Light Extracts (Eivind Aarset's Électronique Noire) from 2001
When I recorded Electronique Noire, I didn´t have any regular band. Light Extracts was made after touring with new younger guys, Wetle Holte drums, Marius Reksjø bass, and Arve Furseth keyboard. We checked out some of the material live before going to studio. This was the first time I worked with Reidar Skår on my own project, he was the engineer both on the recording and the mix. We spent a lot of time in the mix, and he did a fantastic job on the material.
Connected from 2004
Two big changes from the previous albums, I worked much closer with Wetle, and he co wrote some of the material. I also invited some other people to produce some tracks. The Punkt team, Jan Bang and Erik Honore´, produced "Family Pictures" 1 and 2. And Raymond Pellicer produced "Transmission." I really liked this, to get a insight on other peoples work methods. It was good for my development.
Sonic Codex from 2007
All in all I think this is the album I am most happy with. It is a path out of the electronika/nujazz world and moving slightly towards more free music and rock at the same time. Very proud of this one...
Live Extracts (with The Sonic Codex Orchestra) from 2010
Live Extracts came out of the need to present and make a documentation of how the band really sounds when we play live. It was a challenge for me to keep my hands of the editing and rather present the tracks in full length versions. The only thing I did was on two tunes, Drøbak Saray and Still Changing, splice different versions. This worked surprisingly well. I am very proud to have such strong musicians in my band.
How is your creative process from coming up with a theme/riff/idea to you get it down onto an album ? How would you describe your music ?
You know I feel it is like a mystical point from just fooling around with an idea, and then suddenly realize that this is actually a tune, or at least something I want to have on a record. Often the basic idea comes very fast, this could be a small riff, a harmonic structure, a certain sound, or a melody. And then I can spend a lot of time refining this idea, and sometimes I go back to the initial idea again. I think the most important thing for me is that the music somehow connects with me emotionally, that it sort of trancends the technical aspect of music. (meaning chords, melody, sounds, patterns etc..) It has to have some other story.
I would descripe my music as triprocking scifijazz : )
You have worked with some of the greats in the Norwegian and the international jazz scene. Please tell us more about these cooperations and projects.
Here is a chronologic run through of my more jazzy projects from mid 80´s up till now.
Ab& Zu featuring my wife ; Anne Marie, as vocalist, and italian/norwegian drum legend Paolo Vinaccia. It was an important play ground, and a beautiful place to check out different ideas.
Bendik Hofseth: former Steps Ahead saxophonist and a great composer, asked me to join his group and it was a challenge that changed a lot for me. He is a really strong musician and gave me a lot of space in his project.

# REQUEST 1
Could you reproduce everything in the interview from "How is your" down to "scifijazz : )"?

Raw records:
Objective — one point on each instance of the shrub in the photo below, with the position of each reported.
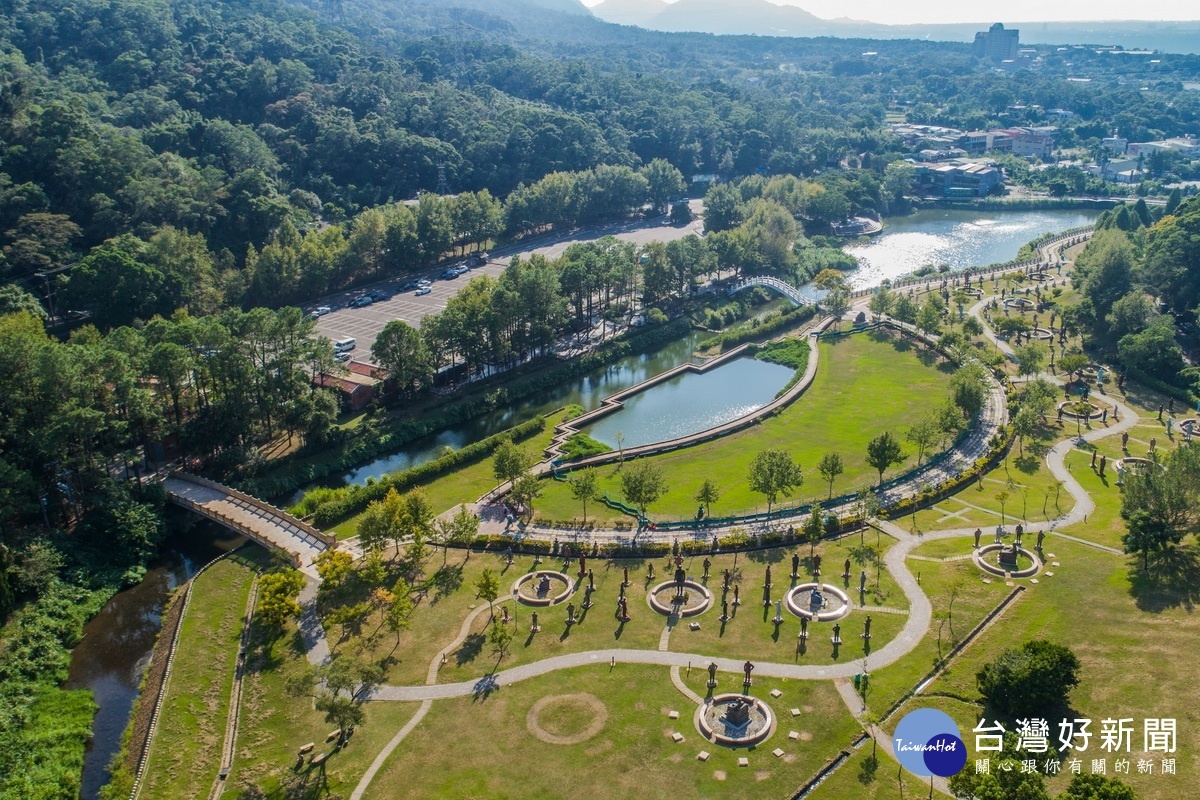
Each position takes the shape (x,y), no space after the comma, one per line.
(1031,679)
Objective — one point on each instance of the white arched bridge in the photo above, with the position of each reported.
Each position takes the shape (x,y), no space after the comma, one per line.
(775,284)
(251,517)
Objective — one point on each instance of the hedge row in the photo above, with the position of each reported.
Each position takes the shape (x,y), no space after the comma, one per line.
(1162,386)
(358,498)
(771,326)
(370,441)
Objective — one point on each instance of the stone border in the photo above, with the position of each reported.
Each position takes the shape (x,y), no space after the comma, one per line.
(543,602)
(690,611)
(173,644)
(991,569)
(599,710)
(821,617)
(616,402)
(767,732)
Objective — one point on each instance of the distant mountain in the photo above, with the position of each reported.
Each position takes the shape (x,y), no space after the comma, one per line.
(629,12)
(763,18)
(565,6)
(739,17)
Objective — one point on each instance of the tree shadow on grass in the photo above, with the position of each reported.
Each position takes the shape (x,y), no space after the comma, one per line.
(1029,463)
(771,555)
(1171,582)
(469,649)
(445,582)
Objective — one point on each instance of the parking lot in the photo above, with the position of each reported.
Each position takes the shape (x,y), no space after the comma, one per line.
(364,324)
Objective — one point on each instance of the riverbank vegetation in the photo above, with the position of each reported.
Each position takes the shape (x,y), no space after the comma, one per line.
(829,416)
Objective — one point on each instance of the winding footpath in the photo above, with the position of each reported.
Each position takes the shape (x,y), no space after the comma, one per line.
(916,626)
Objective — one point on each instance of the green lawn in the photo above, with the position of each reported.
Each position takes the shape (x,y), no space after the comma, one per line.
(467,483)
(1132,638)
(864,385)
(186,750)
(749,635)
(1024,477)
(481,747)
(275,725)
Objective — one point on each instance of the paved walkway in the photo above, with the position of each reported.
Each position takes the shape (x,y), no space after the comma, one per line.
(915,629)
(253,518)
(934,474)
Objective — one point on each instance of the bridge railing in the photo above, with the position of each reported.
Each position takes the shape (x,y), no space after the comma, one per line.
(328,540)
(233,524)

# REQUEST 2
Which lines of the records contain the word "above"? Report each of those lines in full, word for word.

# TASK OUTPUT 1
How is your creative process from coming up with a theme/riff/idea to you get it down onto an album ? How would you describe your music ?
You know I feel it is like a mystical point from just fooling around with an idea, and then suddenly realize that this is actually a tune, or at least something I want to have on a record. Often the basic idea comes very fast, this could be a small riff, a harmonic structure, a certain sound, or a melody. And then I can spend a lot of time refining this idea, and sometimes I go back to the initial idea again. I think the most important thing for me is that the music somehow connects with me emotionally, that it sort of trancends the technical aspect of music. (meaning chords, melody, sounds, patterns etc..) It has to have some other story.
I would descripe my music as triprocking scifijazz : )

# TASK OUTPUT 2
Objective — one point on each instance of the white arched bridge in the photo above, with the position of each reported.
Objective — one point on each instance of the hedge row in the photo above, with the position of each reported.
Objective — one point on each instance of the stone border in the photo above, with the position of each reported.
Objective — one point on each instance of the distant mountain in the photo above, with the position of each reported.
Objective — one point on each instance of the tree shadow on grass in the photo above, with the position of each reported.
Objective — one point on each instance of the parking lot in the photo above, with the position of each reported.
Objective — one point on each instance of the riverbank vegetation in the photo above, with the position of each reported.
Objective — one point on each instance of the winding footpath in the photo above, with the position of each reported.
Objective — one point on each instance of the green lawn in the photo above, with the position of each reported.
Objective — one point on each instance of the paved walkway in the photo above, with the position of each reported.
Objective — one point on each instance of the bridge railing in the photo above, with the position of each reported.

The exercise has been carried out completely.